* DIRECTIONS FOR THIS TASK:
Copy every one of the following records line for line, with no changes.

* DATA LINES:
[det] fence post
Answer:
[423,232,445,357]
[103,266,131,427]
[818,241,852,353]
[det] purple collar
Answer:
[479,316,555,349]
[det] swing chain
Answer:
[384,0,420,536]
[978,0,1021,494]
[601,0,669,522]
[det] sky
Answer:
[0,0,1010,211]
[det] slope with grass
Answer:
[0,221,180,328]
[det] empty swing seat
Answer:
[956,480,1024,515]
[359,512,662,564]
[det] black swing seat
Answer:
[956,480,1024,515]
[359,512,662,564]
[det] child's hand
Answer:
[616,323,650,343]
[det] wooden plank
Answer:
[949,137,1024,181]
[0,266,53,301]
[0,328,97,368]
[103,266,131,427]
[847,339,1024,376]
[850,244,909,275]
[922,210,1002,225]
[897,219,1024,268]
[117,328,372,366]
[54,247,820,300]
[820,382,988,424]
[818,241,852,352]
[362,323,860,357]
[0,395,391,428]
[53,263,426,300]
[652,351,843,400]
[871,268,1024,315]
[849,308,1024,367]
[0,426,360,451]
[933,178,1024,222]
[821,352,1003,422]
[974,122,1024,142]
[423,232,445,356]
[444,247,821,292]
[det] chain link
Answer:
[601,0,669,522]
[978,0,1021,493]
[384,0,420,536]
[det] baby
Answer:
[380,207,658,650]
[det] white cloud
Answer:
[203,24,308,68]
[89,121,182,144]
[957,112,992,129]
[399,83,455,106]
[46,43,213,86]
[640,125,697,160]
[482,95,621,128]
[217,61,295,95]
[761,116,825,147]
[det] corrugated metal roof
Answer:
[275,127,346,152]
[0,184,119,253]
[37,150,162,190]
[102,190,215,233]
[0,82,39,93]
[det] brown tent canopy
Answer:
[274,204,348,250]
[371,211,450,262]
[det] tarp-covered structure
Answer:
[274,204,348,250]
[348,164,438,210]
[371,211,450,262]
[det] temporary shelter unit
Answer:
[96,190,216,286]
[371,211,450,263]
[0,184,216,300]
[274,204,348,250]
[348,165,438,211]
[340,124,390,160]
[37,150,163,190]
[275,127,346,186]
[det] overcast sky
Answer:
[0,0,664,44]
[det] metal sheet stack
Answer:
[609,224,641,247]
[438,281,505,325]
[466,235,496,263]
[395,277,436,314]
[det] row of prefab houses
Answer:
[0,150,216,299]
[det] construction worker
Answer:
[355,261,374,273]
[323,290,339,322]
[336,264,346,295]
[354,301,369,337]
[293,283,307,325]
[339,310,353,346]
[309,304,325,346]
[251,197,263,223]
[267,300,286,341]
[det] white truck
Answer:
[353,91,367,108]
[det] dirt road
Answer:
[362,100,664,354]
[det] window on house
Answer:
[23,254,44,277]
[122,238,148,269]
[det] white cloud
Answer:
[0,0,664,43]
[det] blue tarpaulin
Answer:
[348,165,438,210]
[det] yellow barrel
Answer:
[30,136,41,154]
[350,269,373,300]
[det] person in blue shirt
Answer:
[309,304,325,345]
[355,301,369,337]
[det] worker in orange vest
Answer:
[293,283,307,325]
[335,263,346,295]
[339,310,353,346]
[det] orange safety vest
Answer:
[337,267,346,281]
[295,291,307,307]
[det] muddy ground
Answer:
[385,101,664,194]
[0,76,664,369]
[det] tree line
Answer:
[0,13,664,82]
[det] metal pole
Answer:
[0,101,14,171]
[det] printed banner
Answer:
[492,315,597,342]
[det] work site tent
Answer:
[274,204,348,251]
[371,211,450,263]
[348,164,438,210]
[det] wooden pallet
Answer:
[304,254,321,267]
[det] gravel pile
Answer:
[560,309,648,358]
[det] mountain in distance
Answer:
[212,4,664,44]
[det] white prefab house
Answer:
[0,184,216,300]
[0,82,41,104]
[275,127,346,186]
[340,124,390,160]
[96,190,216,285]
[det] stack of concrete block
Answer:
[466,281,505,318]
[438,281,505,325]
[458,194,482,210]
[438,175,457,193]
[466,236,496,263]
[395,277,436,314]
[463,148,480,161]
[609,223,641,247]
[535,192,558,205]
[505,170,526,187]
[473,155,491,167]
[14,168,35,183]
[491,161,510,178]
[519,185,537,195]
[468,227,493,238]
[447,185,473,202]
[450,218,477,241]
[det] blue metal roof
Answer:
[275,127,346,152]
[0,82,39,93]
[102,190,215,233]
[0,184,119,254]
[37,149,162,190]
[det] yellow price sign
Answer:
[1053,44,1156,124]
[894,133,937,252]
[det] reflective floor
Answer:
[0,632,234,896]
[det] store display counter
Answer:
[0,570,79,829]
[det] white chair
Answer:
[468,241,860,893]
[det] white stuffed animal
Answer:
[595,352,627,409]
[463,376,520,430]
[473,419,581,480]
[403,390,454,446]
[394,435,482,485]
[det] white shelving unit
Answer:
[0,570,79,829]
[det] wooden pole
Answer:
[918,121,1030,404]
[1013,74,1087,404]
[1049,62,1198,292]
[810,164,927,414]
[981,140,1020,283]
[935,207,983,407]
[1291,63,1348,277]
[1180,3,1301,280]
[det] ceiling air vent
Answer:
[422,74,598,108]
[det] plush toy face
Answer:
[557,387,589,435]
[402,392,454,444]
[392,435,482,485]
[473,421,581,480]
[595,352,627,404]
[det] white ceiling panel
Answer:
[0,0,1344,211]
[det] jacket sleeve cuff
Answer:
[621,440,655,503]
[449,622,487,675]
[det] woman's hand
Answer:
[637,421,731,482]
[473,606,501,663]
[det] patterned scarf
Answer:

* THE ANSWER:
[det] fence post
Answer:
[423,232,445,357]
[103,266,131,427]
[818,241,852,353]
[det] purple collar
Answer:
[479,316,555,349]
[det] swing chain
Answer:
[384,0,420,536]
[978,0,1021,494]
[601,0,669,522]
[det] sky
Answer:
[0,0,1010,211]
[det] slope with grass
Answer:
[0,221,180,328]
[det] empty swing seat
Answer:
[956,480,1024,515]
[359,512,662,564]
[det] black swing seat
Answer:
[956,480,1024,515]
[359,512,662,564]
[det] child's hand
Answer:
[616,323,650,343]
[det] wooden plank
Answer:
[949,137,1024,181]
[0,266,53,301]
[0,328,97,368]
[103,266,131,427]
[847,339,1024,376]
[850,244,909,275]
[922,210,1002,225]
[897,219,1024,268]
[117,328,372,366]
[54,247,820,300]
[820,382,988,424]
[818,241,852,352]
[362,323,860,357]
[0,395,391,428]
[53,263,426,300]
[652,351,843,400]
[871,268,1024,315]
[849,308,1024,367]
[0,426,360,451]
[933,178,1024,222]
[821,352,1003,422]
[974,122,1024,142]
[423,232,445,356]
[444,247,821,292]
[det] chain link
Answer:
[601,0,669,522]
[978,0,1021,493]
[384,0,420,536]
[det] baby
Answer:
[380,207,658,650]
[det] white cloud
Answer:
[203,24,308,68]
[89,121,182,144]
[957,112,992,129]
[399,83,455,106]
[46,43,213,86]
[640,125,697,160]
[482,95,621,128]
[217,61,295,95]
[761,116,825,147]
[det] corrugated metal roof
Answer:
[275,127,346,152]
[0,184,119,253]
[37,150,162,190]
[102,190,215,233]
[0,82,39,93]
[det] brown tent canopy
Answer:
[274,204,348,250]
[371,211,450,262]
[det] tarp-covered structure
Answer:
[274,204,348,250]
[348,164,438,210]
[371,211,450,262]
[det] temporary shelter unit
Answer:
[96,190,216,286]
[371,211,450,263]
[0,184,216,300]
[274,204,348,250]
[348,165,438,211]
[340,124,390,160]
[37,150,163,190]
[275,127,346,186]
[det] overcast sky
Answer:
[0,0,664,44]
[det] metal sheet stack
Answer:
[609,224,641,247]
[438,281,505,325]
[466,235,496,263]
[395,277,436,314]
[det] row of prefab houses
Answer:
[0,150,216,299]
[det] construction worker
Answer:
[355,261,374,273]
[323,290,339,322]
[336,264,346,295]
[354,301,369,337]
[293,283,307,325]
[339,310,353,346]
[309,304,325,346]
[251,197,263,223]
[267,300,286,341]
[det] white truck
Answer:
[353,91,367,108]
[det] dirt road
Answer:
[362,100,664,354]
[det] window on house
Answer:
[23,254,44,277]
[122,238,148,269]
[det] white cloud
Answer:
[0,0,664,43]
[det] blue tarpaulin
Answer:
[348,165,438,210]
[det] yellow barrel
Answer:
[30,136,41,154]
[350,269,373,300]
[det] person in blue shirt
Answer:
[309,304,325,345]
[355,301,369,337]
[det] worker in orange vest
Answer:
[293,283,307,325]
[335,263,346,295]
[339,310,353,346]
[det] orange safety vest
Answer:
[337,267,346,281]
[295,291,307,307]
[det] muddy ground
Answer:
[385,101,664,194]
[0,76,664,369]
[det] tree line
Answer:
[0,13,664,82]
[det] metal pole
Answer:
[0,101,14,171]
[det] printed banner
Answer:
[492,315,597,342]
[det] work site tent
Answer:
[274,204,348,251]
[371,211,450,263]
[348,164,438,210]
[det] wooden pallet
Answer:
[304,254,321,267]
[det] gravel pile
Answer:
[560,309,648,358]
[det] mountain in distance
Answer:
[212,4,664,44]
[det] white prefab house
Answer:
[0,184,216,300]
[0,82,41,104]
[275,127,346,186]
[340,124,390,160]
[96,190,216,285]
[det] stack of concrete block
Answer:
[466,281,505,318]
[438,281,505,325]
[458,194,482,210]
[438,175,457,193]
[466,236,496,263]
[395,277,436,314]
[463,148,480,161]
[609,223,641,247]
[535,192,558,205]
[505,170,526,187]
[473,155,491,167]
[14,168,35,183]
[491,161,510,178]
[519,185,537,195]
[468,227,493,238]
[447,185,473,202]
[450,218,477,241]
[det] blue metal roof
Answer:
[275,127,346,152]
[0,82,39,93]
[102,190,215,233]
[0,184,119,254]
[37,149,162,190]
[det] yellow price sign
Answer:
[1053,44,1156,124]
[894,133,937,252]
[det] reflective floor
Answer:
[0,632,234,896]
[det] store display counter
Answer:
[0,570,79,829]
[det] white chair
Answer:
[468,241,860,893]
[det] white stuffed animal
Answer:
[595,352,627,409]
[463,376,520,430]
[473,419,581,480]
[403,390,454,446]
[394,435,482,485]
[det] white shelving unit
Answer:
[0,570,79,829]
[det] wooden pole
Answer:
[918,121,1030,404]
[1013,74,1087,404]
[1049,62,1198,292]
[810,164,927,414]
[981,140,1020,283]
[935,207,983,407]
[1291,63,1348,277]
[1180,3,1301,280]
[det] ceiling air vent
Answer:
[422,74,598,108]
[det] plush toy face
Answer:
[557,387,589,435]
[402,392,454,444]
[392,435,482,485]
[473,421,581,480]
[595,352,627,404]
[det] white ceiling panel
Answer:
[0,0,1344,211]
[det] jacket sleeve cuff
Answer:
[621,440,655,503]
[449,622,487,675]
[det] woman's hand
Answer:
[637,421,731,482]
[473,606,501,663]
[det] patterned scarf
Answer:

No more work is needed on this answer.